Reproduce each of the lines below word for word, without altering anything.

Rows
>> START

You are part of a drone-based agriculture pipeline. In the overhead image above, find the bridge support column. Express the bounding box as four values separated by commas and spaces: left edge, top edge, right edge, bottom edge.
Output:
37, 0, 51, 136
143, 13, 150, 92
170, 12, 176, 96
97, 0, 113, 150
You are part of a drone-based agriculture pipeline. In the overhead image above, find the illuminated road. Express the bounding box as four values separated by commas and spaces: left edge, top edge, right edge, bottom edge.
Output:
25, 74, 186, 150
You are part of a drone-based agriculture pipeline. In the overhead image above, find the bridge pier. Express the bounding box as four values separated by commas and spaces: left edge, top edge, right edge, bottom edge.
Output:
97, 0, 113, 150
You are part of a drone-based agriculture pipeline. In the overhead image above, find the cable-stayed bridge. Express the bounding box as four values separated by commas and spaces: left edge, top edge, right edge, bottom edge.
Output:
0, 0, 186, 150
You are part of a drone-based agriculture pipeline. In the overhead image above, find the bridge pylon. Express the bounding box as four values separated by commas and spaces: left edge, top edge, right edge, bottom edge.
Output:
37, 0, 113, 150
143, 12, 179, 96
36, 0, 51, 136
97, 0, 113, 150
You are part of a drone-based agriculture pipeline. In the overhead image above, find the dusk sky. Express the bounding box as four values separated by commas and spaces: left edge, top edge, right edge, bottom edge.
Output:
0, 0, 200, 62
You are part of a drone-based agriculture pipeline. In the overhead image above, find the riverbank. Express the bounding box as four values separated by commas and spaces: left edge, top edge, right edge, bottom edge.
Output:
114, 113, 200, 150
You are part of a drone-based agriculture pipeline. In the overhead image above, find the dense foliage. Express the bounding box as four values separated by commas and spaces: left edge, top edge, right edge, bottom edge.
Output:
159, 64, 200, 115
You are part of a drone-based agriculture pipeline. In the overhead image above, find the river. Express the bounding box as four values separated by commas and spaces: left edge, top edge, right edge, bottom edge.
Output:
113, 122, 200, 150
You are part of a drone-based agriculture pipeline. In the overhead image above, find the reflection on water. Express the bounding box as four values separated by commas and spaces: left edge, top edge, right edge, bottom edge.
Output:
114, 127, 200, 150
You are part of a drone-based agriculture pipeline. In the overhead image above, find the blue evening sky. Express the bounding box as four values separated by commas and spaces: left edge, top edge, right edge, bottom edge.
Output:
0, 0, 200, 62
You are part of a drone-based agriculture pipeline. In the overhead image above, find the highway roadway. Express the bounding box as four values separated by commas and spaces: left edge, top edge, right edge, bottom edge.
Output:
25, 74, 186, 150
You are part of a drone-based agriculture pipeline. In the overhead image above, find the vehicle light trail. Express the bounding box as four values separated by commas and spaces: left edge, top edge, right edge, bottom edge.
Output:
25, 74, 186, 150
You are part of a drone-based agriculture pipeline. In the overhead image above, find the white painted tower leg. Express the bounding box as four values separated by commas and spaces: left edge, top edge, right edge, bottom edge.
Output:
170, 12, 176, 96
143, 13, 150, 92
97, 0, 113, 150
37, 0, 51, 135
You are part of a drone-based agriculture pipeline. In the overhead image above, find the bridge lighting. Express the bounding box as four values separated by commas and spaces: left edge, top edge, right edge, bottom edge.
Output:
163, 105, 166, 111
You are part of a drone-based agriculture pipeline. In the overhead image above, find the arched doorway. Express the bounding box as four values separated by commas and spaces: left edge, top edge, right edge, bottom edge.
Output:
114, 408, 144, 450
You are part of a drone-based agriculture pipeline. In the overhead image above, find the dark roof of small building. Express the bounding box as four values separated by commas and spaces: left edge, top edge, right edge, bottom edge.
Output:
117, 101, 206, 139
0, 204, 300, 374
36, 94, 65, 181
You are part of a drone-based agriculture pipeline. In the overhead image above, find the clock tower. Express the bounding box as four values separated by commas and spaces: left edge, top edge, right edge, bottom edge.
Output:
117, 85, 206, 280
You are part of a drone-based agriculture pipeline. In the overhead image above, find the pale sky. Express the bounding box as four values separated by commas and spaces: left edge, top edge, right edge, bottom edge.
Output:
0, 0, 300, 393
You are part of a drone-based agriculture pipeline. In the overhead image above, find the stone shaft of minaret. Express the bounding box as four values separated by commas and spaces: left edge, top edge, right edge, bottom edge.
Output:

>> END

Output of the exercise
You are part of a drone-based agriculture pipeline. In the overhead image above, find the bridge support column. Express the bounding box as four values separated by commas and spaces: left edge, top edge, right edge, bottom edge.
Output:
37, 0, 51, 136
143, 13, 150, 92
170, 12, 176, 96
97, 0, 113, 150
You are part of a drone-based agriculture pipeline. In the overhead image above, find the illuminated road. Express the bounding box as four values separated by commas and spaces: left edge, top edge, right edge, bottom edge.
Output:
25, 74, 186, 150
You are part of a drone-based agriculture pipeline. In the overhead image above, find the bridge pier. Express the bounding box as four values separated by commas and spaces: left edge, top edge, right edge, bottom edge.
Output:
97, 0, 113, 150
You are part of a drone-based agriculture pipeline. In the overhead image above, find the cable-stayed bridge. Express the bounding box as four values separated by commas and spaces: left edge, top edge, right edge, bottom edge.
Output:
0, 0, 186, 150
You are part of a drone-based agriculture pipeline. In the overhead image above, find the bridge pylon. Express the bounding box as four values separated by commas and spaces: left edge, top edge, right edge, bottom edge.
Output:
37, 0, 113, 150
143, 12, 179, 96
36, 0, 51, 136
97, 0, 113, 150
You are part of a drone-based agriculture pipeline. In the overhead image above, find the dusk sky. Express the bounding box as four values separated by commas and spaces: left edge, top edge, right edge, bottom edge.
Output:
0, 0, 200, 62
You are part of a drone-based agriculture pipeline. In the overhead image above, find the riverbank. Express the bounding box as four values separated by commas and spaces: left edge, top edge, right edge, bottom edge.
Output:
114, 113, 200, 150
You are part of a drone-based agriculture pipeline. In the overhead image above, find the dense foliage. Express the bounding box as four values separated by commas and spaces: left edge, top edge, right edge, bottom edge.
Output:
159, 64, 200, 115
You are part of a drone-based agriculture pipeline. In the overhead image above, find the river. Express the bounding box as four values separated by commas and spaces: left edge, top edge, right edge, bottom edge.
Output:
113, 122, 200, 150
You are part of a drone-based agriculture pipeline. In the overhead image above, find the reflection on water. Express the bounding box as four values separated by commas and spaces: left edge, top edge, right edge, bottom edge.
Output:
114, 127, 200, 150
You are part of a drone-based agriculture pipeline. In the overhead image above, find the blue evening sky. Express the bounding box as four values separated by commas and spaces: left edge, top edge, right edge, bottom edge.
Output:
0, 0, 200, 62
You are part of a drone-based agriculture pipeline. In the overhead image above, find the highway roadway. Express the bounding box as four values separated by commas and spaces: left edge, top edge, right edge, bottom edge.
Output:
25, 74, 186, 150
You are part of a drone-based agriculture pipeline. In the overhead image above, find the vehicle light trail. Express the bounding box as four values separated by commas and spaces: left edge, top edge, right edge, bottom edge.
Output:
25, 74, 186, 150
You are part of a drone-based agriculture pipeline. In the overhead image above, find the white painted tower leg. Express the bounding box as four values separated by commas and spaces: left edge, top edge, right edge, bottom edge.
Output:
170, 12, 176, 96
143, 13, 150, 92
97, 0, 113, 150
37, 0, 51, 135
You are part of a drone-based agriculture pipeline. In the overhead image above, find the bridge lighting. Express the bounding box as four values separated by commas and spaces: left edge, top edge, right edge, bottom edge.
Output:
163, 105, 166, 111
You are part of a drone-based agriculture pipeline. In the overhead image above, find the arched doorway. Express the bounding box as four values separated by commas and spaces: left edge, top edge, right edge, bottom edge.
Output:
114, 408, 144, 450
You are part of a drone-based agriculture pipeline. In the overhead image above, find the dark roof of small building. Express the bounding box as four values separated by commas and spaces: left edge, top edge, right edge, bottom edge.
Output:
117, 101, 206, 139
0, 204, 300, 374
36, 94, 65, 181
You are part of a drone-based agriculture pipeline. In the overhead image above, find the clock tower. Express the bounding box as four values separated by commas and spaces: left edge, top edge, right edge, bottom edge.
Output:
117, 85, 206, 280
You are part of a drone-based agriculture pipeline. In the overhead image above, find the pale sky. Express the bounding box as four values separated by commas and spaces: left edge, top edge, right edge, bottom edge.
Output:
0, 0, 300, 393
You are part of a drone-based agriculture pipeline. In the overhead image above, find the stone shaft of minaret. Express the bounding box as four values separated by commas and spaces: left edge, top edge, right edge, bottom edge.
Output:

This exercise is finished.